• Written problem 1:
Please write out the rows below exactly as they stand, everything from the line containing "Could you kindly indicate each instance of the geyser" down to the line containing "<point>244,94</point>", both ends included.

• Excerpt:
========
The New Legislation has clarified the distinction between VAT non-taxable items (statutory transactions outside the VAT taxation scope) and VAT-exempt items (tax preferences within the taxation scope): VAT exemption is a tax preference within the taxable scope, requiring normal declaration of income; non-taxable VAT items are outside the VAT taxation scope, and no income needs to be declared in tax returns. This distinction standardizes companies' tax declaration processes, avoiding declaration errors caused by confusing the two concepts. In practice, companies need to compare the list of statutory non-taxable VAT items, sort out their own businesses, accurately distinguish between taxable and non-taxable transactions, and standardize the filing of tax returns.

It should be noted that the New Legislation only lists 4 statutory non-taxable VAT items: wages and salaries, administrative fees, expropriation compensation, and deposit interest. Compared with the original Circular 36:

  • Firstly, the non-taxable VAT recognition for “services provided by units to employees (such as canteens, dormitories, and training)” has been deleted. This requires companies to re-evaluate the tax treatment of such internal services. If they fail to meet other tax-exempt or non-taxable conditions, VAT will need to be paid.
  • Secondly, “expropriation compensation” has been reclassified as outside the scope of VAT (non-taxable), resolving the previous dispute over input tax transfer when movable property expropriation is associated with land expropriation. For companies involved in expropriation compensation, this avoids cost increases caused by input tax transfer and protects their legitimate rights and interests.

At the same time, the New Legislation has for the first time divided non-taxable transactions into “deductible non-taxable transactions” and “non-deductible non-taxable transactions”, clarifying that input tax corresponding to non-deductible non-taxable transactions cannot be deducted. This is a major change in the policy. According to the New Legislation, a non-taxable transaction is non-deductible if it meets both of the following conditions:

  • It involves business activities other than taxable VAT transactions or deemed taxable transactions, and relevant economic benefits are obtained in monetary or non-monetary forms.
  • It does not fall under any of the above four statutory non-taxable item scenarios.

Conversely, a deductible non-taxable transaction must meet any of the following conditions:

  • It falls under a statutory non-taxable scenario.
  • It does not involve business activities.
  • No relevant economic benefits are obtained.

The scope of non-taxable transactions is extensive, including equity transfer, debt transfer, offshore trading, insurance indemnity, acceptance of gifts, debt forgiveness, cash discounts, exchange gains, asset surpluses, packaged transfer of assets during restructuring, liquidated damages for unfulfilled contracts, government subsidies not linked to income volume, and gratuitous services no longer deemed as sales. The definition of “business activity” is ambiguous and awaits clarification in supporting announcements, which brings certain uncertainties to companies' practical operations and may become a high-risk area for tax disputes. For example:

  • Firstly, liquidated damages received by companies due to unfulfilled contracts: Company A signs an equipment procurement contract with Company B. Later, Company B breaches the contract, leading to its termination, and Company A receives 100,000 yuan in liquidated damages. This liquidated damage constitutes a non-taxable transaction. If the tax authority determines that Company A's receipt of liquidated damages is related to its daily business activities (e.g., Company A's core business is equipment sales, and such contract breaches are common in operations), the special invoice input tax for legal service fees paid by Company A to handle the contract dispute cannot be deducted. If the company can prove that the breach is not directly related to business activities, the input tax may be deductible. The determination result directly affects the company's costs.
========
• Data to process:
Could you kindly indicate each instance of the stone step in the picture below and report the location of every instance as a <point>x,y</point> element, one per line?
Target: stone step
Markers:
========
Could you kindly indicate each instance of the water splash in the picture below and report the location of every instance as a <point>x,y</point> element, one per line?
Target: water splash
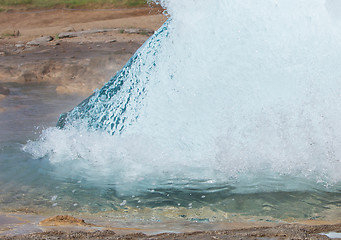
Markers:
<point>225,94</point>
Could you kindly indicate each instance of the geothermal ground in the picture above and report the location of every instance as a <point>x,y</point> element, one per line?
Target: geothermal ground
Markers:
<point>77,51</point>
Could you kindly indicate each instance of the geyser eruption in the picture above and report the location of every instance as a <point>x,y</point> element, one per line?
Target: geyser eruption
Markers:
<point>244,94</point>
========
• Written problem 2:
Repeat everything from "The New Legislation has clarified" down to "of tax returns." in the VAT passage above, renaming "New Legislation" to "Revised Law".

• Solution 1:
Could you kindly indicate each instance of the geyser eruption in the picture above and report the location of every instance as a <point>x,y</point> element, one per line?
Target: geyser eruption
Markers:
<point>244,94</point>

• Solution 2:
The Revised Law has clarified the distinction between VAT non-taxable items (statutory transactions outside the VAT taxation scope) and VAT-exempt items (tax preferences within the taxation scope): VAT exemption is a tax preference within the taxable scope, requiring normal declaration of income; non-taxable VAT items are outside the VAT taxation scope, and no income needs to be declared in tax returns. This distinction standardizes companies' tax declaration processes, avoiding declaration errors caused by confusing the two concepts. In practice, companies need to compare the list of statutory non-taxable VAT items, sort out their own businesses, accurately distinguish between taxable and non-taxable transactions, and standardize the filing of tax returns.